(Dataset excerpts on pointing at objects)
......

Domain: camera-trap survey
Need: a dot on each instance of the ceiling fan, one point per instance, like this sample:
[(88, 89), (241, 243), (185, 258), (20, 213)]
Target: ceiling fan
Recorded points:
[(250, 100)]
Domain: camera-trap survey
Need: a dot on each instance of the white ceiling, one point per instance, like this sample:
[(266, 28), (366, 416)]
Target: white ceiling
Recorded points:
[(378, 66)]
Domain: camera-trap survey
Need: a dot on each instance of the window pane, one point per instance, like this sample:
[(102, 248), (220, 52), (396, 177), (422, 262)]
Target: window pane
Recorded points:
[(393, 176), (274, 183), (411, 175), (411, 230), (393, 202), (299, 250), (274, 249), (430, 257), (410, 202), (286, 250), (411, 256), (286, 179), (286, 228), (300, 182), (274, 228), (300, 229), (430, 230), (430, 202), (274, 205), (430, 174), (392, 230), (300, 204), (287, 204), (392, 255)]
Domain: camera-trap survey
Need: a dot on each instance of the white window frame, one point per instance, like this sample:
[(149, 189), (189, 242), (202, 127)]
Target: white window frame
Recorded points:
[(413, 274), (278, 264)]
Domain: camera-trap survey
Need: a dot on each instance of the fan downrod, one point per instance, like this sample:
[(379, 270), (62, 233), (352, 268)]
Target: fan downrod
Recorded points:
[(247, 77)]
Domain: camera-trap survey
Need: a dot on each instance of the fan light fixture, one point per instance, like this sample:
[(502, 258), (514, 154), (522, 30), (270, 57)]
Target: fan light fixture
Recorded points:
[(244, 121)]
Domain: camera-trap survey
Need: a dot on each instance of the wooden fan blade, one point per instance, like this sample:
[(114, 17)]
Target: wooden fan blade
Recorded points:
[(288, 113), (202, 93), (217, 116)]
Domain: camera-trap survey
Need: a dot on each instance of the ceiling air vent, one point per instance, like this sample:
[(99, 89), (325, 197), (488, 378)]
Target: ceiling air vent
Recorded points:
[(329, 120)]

......

• _WHAT THIS TASK INVOLVES_:
Return all of the rows above, copied line for line with nothing changed.

• _SOLVED EXERCISE_:
Domain: camera-trap survey
Need: a dot on each instance of the ceiling fan, one point per instance, like this sample:
[(88, 89), (241, 243), (185, 258), (20, 213)]
Target: ceiling fan
Recorded points:
[(250, 100)]
Domain: camera-trap survey
Need: a dot on each instance of the white ceiling, one point per instance, like this sample:
[(266, 28), (366, 416)]
Target: white ceiling
Recorded points:
[(378, 66)]
Domain: camera-trap survey
Need: a dot on each instance of the window pane, one point per instance, like this sample:
[(102, 248), (220, 52), (396, 177), (422, 262)]
Target: window pane
Recorded points:
[(393, 176), (274, 183), (411, 175), (411, 230), (393, 202), (299, 250), (274, 249), (430, 257), (410, 202), (286, 250), (411, 256), (286, 179), (286, 228), (300, 182), (274, 228), (300, 229), (430, 230), (430, 202), (274, 205), (430, 174), (392, 230), (300, 204), (287, 204), (392, 255)]
Domain: camera-trap survey
Need: a dot on each instance of the white window frame, one point per instance, like this sample:
[(149, 189), (189, 242), (202, 127)]
Target: white window frame
Recorded points:
[(413, 274), (278, 264)]
Domain: camera-trap survey
Need: a dot on each instance of the fan downrod, one point per instance, like this sample:
[(379, 270), (62, 233), (352, 268)]
Target: fan downrod
Recorded points:
[(247, 77)]
Domain: camera-trap survey
Need: a dot on each instance of the fan light fixture, one point per instance, like this sample:
[(502, 258), (514, 154), (522, 30), (270, 57)]
Target: fan light fixture
Recorded points:
[(244, 121)]
Domain: camera-trap survey
Need: a dot on each instance of the wooden fan blade, one point per instance, like this sample:
[(114, 17)]
Target: wooden fan blade
Recorded points:
[(288, 113), (202, 93), (217, 116)]
Domain: camera-trap survey
Need: a dot on each instance of the ceiling air vent, one point per instance, like this sample:
[(99, 89), (325, 197), (488, 378)]
Target: ceiling air vent
Recorded points:
[(329, 120)]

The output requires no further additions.